TEXT SECTION below:

Feverfew

A popular herbal remedy used by people who experience migraine

What is feverfew?

Feverfew (Tanacetum parthenium) is a perennial plant belonging to the daisy family which grows in much of Europe, North America and Canada. It has been used in herbal remedies for centuries.

Can feverfew help with migraine?

Feverfew is used as a preventive (or prophylactic) treatment for migraine. A number of people have reported that after taking feverfew their migraine attacks have gradually become less frequent and in a few cases have stopped altogether, but evidence regarding benefit is conflicting.

When the National Institute for Health and Care Excellence (NICE) reviewed all treatments for migraine (in 2012 and 2016), they did not recommend Feverfew  as a migraine preventive. They found that the studies looking at its effect were of low quality and had serious limitations, which meant they could did not find evidence required to make a recommendation.

Does feverfew have any side effects?

Feverfew should not be taken during pregnancy as it can cause contractions. As feverfew is similar to aspirin and other NSAIDs such as ibruprofen, it is probably best not to take both at the same time. As with aspirin feverfew should not be taken if you are breast feeding.

End of TEXT SECTION.
DATA RECORDS below:

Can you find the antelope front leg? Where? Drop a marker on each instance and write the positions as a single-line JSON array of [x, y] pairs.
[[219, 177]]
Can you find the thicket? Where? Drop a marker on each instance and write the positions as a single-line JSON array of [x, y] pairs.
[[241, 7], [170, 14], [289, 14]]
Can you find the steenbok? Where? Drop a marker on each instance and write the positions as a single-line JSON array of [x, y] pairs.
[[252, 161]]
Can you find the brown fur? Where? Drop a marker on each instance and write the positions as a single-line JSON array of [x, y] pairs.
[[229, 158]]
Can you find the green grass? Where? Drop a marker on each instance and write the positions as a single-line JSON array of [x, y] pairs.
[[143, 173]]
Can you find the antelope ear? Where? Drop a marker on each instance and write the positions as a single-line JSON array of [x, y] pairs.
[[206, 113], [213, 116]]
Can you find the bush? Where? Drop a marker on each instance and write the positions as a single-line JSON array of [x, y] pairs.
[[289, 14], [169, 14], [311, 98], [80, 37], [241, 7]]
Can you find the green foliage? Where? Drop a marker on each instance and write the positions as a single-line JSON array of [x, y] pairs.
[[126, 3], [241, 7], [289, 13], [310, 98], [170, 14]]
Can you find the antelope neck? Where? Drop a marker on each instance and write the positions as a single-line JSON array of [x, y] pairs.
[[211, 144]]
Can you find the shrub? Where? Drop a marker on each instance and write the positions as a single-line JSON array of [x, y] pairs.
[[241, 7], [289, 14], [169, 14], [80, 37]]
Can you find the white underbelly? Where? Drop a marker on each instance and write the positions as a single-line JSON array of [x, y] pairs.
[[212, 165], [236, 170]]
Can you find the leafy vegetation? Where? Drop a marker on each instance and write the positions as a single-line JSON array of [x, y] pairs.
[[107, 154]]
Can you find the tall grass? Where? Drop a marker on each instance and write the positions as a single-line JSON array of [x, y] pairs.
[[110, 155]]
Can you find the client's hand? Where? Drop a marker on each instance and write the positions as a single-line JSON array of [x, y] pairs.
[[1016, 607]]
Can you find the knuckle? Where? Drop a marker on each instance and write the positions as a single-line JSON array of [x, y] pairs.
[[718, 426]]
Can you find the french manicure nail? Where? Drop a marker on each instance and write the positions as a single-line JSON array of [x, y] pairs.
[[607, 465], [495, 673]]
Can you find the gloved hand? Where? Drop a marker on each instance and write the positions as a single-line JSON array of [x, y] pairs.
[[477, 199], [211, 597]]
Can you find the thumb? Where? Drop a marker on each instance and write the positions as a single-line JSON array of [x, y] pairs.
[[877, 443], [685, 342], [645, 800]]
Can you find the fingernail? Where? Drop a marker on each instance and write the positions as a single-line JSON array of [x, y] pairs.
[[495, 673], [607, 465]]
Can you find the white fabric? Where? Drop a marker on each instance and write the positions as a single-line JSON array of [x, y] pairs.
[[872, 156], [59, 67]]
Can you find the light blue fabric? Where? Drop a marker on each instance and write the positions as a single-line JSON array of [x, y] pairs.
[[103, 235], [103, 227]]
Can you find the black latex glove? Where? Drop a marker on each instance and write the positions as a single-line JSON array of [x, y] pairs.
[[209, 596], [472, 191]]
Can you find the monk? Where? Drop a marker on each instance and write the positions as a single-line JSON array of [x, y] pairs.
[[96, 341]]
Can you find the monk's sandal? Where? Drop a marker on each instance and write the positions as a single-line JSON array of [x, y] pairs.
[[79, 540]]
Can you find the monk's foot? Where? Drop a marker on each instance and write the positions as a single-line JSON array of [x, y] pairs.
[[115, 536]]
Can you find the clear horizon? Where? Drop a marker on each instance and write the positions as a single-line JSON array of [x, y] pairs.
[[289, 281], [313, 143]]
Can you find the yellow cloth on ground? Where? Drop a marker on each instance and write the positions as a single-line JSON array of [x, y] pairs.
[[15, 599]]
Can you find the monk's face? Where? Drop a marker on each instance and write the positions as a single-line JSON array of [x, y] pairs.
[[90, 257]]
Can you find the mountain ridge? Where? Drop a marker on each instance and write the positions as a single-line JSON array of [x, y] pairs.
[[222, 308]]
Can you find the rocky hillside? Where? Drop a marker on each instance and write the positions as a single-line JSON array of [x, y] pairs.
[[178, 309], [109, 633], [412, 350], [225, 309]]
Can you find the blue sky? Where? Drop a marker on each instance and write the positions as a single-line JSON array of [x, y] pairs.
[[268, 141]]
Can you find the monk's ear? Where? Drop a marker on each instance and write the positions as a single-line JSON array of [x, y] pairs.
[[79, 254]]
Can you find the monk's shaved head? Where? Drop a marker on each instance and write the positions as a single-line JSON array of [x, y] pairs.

End of DATA RECORDS.

### [TASK DIRECTIONS]
Continue the feverfew text, starting after its last sentence.

### [RESULT]
Some people find that feverfew can cause mouth ulcers and minor skin irritations. There have been no reported effects on heart rate, blood pressure or weight.

If you decide to stop taking feverfew it is best to decrease the amount you take gradually to phase it out slowly. Some people who have suddenly stopped taking it after several years have experienced a return of their previous level of migraines along with other symptoms such as nausea, anxiety and insomnia. This is known as “feverfew rebound syndrome”.

As with any herbal remedy, it is advisable to consult your own doctor or herbalist before starting treatment.